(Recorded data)

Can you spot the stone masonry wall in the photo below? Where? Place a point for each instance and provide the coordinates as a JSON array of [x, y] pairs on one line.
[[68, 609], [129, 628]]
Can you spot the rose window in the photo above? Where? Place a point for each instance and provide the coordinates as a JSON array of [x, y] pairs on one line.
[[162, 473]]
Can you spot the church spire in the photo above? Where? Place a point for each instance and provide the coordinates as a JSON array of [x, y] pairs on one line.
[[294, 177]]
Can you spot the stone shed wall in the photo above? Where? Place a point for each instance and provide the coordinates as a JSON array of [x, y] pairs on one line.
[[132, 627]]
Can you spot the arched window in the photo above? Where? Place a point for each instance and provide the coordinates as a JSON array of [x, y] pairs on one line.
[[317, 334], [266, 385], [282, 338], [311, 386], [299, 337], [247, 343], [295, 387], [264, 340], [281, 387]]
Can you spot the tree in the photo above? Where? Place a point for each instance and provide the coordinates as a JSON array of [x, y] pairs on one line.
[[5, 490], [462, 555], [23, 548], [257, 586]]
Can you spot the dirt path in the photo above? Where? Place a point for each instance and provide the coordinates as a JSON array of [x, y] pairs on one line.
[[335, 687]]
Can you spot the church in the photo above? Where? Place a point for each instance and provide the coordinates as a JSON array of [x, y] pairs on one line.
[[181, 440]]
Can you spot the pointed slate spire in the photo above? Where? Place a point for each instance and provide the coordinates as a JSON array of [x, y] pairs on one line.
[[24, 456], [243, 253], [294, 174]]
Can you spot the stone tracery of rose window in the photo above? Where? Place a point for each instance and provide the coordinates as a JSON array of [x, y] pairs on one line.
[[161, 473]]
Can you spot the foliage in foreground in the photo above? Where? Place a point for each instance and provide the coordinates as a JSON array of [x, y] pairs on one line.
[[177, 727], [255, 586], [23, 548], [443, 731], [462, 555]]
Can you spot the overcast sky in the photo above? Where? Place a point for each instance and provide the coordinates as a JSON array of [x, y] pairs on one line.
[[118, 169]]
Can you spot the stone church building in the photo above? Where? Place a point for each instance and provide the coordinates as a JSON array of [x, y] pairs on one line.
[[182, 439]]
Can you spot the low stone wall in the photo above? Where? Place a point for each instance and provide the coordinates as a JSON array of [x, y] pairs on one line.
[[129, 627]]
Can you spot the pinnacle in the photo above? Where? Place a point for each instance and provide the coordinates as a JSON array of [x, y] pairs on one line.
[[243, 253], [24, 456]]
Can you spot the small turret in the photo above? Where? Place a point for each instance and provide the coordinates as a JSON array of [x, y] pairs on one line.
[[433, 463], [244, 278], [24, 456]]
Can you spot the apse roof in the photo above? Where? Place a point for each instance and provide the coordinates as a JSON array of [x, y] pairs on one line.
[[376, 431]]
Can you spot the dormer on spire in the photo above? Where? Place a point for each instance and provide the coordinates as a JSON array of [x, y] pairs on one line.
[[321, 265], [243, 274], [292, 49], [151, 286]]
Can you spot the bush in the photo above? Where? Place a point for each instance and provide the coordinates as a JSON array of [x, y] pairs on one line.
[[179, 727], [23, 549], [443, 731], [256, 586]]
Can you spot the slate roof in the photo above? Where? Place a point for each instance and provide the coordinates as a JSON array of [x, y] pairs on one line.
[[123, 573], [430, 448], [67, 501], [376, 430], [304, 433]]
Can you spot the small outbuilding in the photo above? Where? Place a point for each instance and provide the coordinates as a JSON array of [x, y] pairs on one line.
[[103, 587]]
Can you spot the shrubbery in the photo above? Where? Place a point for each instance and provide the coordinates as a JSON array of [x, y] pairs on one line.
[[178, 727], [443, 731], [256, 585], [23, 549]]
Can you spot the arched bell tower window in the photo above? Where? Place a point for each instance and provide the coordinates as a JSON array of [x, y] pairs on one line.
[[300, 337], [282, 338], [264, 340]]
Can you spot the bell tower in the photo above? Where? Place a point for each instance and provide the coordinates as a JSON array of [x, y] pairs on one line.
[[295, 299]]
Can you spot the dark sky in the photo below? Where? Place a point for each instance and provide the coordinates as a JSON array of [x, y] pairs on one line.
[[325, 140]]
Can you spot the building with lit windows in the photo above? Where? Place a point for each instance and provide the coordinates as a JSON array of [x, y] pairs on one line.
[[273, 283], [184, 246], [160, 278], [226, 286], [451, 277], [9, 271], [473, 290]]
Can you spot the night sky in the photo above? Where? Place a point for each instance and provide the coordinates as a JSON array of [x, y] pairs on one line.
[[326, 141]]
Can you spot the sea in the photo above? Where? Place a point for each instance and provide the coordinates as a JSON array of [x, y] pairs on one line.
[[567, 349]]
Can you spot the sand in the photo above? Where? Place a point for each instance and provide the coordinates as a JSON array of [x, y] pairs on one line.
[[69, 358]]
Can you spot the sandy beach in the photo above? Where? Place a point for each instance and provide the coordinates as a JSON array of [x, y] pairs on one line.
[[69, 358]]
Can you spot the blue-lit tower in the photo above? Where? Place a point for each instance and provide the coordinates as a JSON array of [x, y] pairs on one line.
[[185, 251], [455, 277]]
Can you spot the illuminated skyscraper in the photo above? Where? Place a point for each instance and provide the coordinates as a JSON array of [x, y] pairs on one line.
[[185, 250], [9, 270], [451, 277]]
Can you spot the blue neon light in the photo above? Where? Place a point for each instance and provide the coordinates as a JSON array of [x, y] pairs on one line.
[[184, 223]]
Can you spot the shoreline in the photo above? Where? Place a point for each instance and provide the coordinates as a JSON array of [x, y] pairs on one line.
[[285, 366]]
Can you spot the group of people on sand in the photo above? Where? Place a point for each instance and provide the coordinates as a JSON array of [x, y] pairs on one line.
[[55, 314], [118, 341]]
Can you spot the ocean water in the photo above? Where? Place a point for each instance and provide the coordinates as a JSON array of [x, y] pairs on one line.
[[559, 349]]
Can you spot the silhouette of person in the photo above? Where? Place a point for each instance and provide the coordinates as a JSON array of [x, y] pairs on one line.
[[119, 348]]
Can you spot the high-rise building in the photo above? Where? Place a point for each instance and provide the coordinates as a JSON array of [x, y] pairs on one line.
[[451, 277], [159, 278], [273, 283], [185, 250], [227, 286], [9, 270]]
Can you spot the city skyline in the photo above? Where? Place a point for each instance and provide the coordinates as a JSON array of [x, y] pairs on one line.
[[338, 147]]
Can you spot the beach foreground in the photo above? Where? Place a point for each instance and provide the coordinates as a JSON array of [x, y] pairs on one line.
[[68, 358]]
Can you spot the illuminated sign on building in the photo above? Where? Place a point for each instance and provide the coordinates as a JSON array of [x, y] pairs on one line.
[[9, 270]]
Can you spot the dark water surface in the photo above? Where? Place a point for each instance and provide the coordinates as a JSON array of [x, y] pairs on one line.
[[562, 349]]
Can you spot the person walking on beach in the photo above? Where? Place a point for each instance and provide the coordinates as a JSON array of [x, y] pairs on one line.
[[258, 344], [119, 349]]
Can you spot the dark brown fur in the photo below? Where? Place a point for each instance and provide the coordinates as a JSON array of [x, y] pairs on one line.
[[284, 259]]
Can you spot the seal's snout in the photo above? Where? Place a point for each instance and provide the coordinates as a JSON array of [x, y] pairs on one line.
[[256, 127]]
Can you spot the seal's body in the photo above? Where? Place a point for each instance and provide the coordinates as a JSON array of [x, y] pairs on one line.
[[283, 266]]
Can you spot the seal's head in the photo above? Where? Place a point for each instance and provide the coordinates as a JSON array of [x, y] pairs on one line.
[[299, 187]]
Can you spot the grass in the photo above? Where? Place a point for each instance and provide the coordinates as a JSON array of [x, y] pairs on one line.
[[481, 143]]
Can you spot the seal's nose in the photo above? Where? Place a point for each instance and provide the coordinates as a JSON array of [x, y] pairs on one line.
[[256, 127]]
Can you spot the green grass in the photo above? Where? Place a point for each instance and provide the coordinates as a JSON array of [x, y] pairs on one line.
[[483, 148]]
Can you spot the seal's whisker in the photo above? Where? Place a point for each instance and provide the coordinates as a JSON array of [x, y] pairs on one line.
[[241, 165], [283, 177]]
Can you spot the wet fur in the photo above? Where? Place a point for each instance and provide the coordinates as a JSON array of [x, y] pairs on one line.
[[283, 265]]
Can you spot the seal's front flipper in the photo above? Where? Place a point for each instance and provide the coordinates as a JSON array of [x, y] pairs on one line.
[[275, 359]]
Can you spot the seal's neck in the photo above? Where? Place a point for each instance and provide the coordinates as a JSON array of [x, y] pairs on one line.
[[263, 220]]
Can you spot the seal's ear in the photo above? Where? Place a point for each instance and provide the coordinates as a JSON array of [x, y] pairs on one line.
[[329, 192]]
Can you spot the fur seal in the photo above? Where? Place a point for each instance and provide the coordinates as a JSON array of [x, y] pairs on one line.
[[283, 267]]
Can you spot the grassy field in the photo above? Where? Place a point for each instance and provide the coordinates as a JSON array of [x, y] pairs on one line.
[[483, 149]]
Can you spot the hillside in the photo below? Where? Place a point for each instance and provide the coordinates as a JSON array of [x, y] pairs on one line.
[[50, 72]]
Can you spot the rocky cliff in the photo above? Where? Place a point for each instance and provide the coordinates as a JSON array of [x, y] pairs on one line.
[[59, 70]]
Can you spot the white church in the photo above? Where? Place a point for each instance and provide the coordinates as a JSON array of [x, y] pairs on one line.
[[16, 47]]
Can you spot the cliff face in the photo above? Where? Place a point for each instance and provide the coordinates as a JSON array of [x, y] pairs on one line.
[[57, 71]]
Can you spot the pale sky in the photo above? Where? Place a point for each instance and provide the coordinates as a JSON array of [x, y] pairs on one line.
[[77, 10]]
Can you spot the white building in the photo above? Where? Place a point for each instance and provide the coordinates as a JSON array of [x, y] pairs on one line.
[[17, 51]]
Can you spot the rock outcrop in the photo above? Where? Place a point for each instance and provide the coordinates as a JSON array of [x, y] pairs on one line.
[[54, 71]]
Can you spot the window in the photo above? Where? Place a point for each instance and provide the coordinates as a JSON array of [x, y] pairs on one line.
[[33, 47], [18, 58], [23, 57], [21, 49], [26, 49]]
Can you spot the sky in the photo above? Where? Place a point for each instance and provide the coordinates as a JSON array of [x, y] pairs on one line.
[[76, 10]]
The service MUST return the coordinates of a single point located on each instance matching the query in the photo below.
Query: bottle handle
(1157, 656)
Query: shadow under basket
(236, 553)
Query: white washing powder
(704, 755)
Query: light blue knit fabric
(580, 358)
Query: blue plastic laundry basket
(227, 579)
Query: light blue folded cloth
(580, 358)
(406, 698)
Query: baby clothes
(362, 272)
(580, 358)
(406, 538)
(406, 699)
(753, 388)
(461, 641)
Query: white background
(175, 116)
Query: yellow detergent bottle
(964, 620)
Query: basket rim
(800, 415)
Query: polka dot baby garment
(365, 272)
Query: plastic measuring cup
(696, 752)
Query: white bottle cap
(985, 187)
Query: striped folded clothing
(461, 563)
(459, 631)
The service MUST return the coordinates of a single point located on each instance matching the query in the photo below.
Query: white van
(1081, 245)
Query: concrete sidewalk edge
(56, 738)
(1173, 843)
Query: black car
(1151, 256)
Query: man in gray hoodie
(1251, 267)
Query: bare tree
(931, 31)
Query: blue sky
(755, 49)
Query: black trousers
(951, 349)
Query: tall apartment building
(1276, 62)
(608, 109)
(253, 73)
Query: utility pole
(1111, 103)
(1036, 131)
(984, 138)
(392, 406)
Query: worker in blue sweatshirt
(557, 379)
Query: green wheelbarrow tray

What needs to be done: Render the records as a Markdown table with the columns Line No. and Text, starting at the line that contains "Can you spot the white church" and ending at the line that contains "[[33, 47], [18, 58], [23, 57], [21, 49], [26, 49]]". Omit any blank lines and include only those lines.

Task result:
| Line No. | Text |
|---|---|
| 1 | Can you spot the white church in the photo above? Where? Place a point for each instance and provide the coordinates as a JSON array of [x, y] pairs on one line. |
| 2 | [[16, 47]] |
| 3 | Can you spot the cliff face in the photo above? Where? Place a point for each instance and provide the coordinates as a JSON array of [x, y] pairs on one line. |
| 4 | [[57, 71]] |
| 5 | Can you spot the pale sky in the photo above? Where? Place a point for each instance and provide the coordinates as a JSON array of [x, y] pairs on one line. |
| 6 | [[77, 10]] |
| 7 | Can you spot the white building in the photo above? Where? Place a point for each instance and provide the coordinates as a JSON array of [x, y] pairs on one line. |
| 8 | [[17, 51]] |
| 9 | Can you spot the rock outcrop in the photo above? Where? Place a point for each instance and provide the coordinates as a JSON array of [x, y] pairs on one line. |
| 10 | [[54, 71]] |
| 11 | Can you spot the window in the photo above? Where? Place a point for each instance and provide the coordinates as a JSON array of [x, y] pairs on one line. |
| 12 | [[33, 47], [18, 58], [23, 57], [21, 49], [26, 49]] |